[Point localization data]
*** Begin section ***

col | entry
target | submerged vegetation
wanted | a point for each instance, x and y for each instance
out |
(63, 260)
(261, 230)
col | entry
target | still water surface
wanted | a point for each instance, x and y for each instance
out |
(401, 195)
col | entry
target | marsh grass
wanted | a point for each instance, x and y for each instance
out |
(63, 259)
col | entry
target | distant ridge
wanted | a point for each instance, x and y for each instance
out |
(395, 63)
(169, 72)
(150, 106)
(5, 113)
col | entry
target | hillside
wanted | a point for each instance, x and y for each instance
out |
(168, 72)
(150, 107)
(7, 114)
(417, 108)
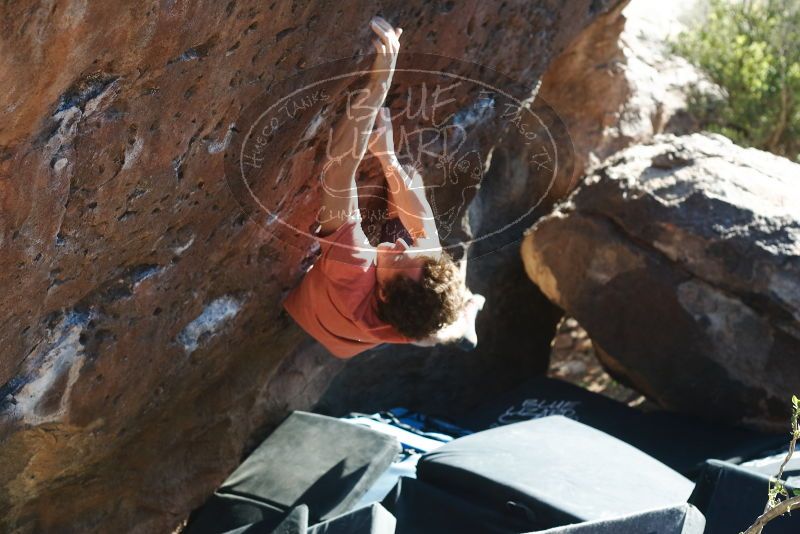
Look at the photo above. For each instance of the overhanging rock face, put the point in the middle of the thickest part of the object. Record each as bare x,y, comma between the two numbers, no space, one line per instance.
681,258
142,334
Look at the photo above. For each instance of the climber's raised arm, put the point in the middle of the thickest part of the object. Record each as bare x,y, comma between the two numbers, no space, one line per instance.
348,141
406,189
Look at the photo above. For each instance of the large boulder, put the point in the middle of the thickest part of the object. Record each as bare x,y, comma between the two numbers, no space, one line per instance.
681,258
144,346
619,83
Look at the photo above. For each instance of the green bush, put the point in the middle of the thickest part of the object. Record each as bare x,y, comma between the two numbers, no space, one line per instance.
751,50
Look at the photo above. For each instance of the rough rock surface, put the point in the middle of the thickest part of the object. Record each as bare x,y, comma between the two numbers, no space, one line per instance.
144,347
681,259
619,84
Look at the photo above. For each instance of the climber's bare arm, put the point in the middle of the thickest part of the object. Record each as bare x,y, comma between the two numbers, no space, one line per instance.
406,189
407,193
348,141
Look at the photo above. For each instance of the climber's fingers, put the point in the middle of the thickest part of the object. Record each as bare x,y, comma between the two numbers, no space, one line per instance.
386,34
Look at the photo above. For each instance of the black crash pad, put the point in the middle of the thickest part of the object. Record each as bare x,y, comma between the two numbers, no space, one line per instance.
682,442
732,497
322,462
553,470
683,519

*** End section ***
*** Begin section ***

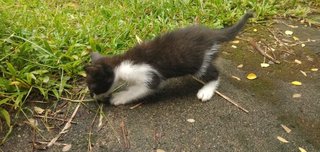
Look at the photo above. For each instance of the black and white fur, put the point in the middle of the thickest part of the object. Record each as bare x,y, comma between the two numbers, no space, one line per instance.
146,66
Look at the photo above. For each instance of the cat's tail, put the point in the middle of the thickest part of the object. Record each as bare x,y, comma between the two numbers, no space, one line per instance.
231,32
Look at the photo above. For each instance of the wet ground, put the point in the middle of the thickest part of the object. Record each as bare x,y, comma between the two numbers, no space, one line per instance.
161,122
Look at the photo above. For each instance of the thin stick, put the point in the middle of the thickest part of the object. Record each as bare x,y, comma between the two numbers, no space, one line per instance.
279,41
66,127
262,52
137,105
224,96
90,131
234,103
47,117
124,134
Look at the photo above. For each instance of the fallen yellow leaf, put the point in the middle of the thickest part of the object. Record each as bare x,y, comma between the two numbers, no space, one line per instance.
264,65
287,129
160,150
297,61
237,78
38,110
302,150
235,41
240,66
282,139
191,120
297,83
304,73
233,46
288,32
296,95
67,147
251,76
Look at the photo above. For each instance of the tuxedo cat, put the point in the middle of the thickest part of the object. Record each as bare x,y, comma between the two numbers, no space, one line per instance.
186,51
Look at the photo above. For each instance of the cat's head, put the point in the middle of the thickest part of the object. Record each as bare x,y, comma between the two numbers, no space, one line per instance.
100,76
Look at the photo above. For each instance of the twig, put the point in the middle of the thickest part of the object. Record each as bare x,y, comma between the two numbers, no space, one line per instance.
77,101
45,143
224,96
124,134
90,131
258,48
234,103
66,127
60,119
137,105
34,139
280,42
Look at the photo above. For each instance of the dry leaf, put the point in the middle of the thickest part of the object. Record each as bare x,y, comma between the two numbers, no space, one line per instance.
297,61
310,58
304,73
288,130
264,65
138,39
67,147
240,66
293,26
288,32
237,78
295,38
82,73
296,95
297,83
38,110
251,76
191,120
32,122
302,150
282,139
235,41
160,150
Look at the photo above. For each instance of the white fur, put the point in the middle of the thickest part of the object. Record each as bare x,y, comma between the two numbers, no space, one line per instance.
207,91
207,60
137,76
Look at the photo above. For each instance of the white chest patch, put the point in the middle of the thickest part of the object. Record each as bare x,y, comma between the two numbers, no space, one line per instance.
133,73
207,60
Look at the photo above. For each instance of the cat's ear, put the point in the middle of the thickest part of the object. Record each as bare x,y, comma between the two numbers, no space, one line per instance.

*** End section ***

__Problem__
Looking at the data above, show all lines where the word "target" occurs.

__Solution below__
target | submerged vegetation
target | still water surface
target | marsh grass
target | distant ridge
target | hillside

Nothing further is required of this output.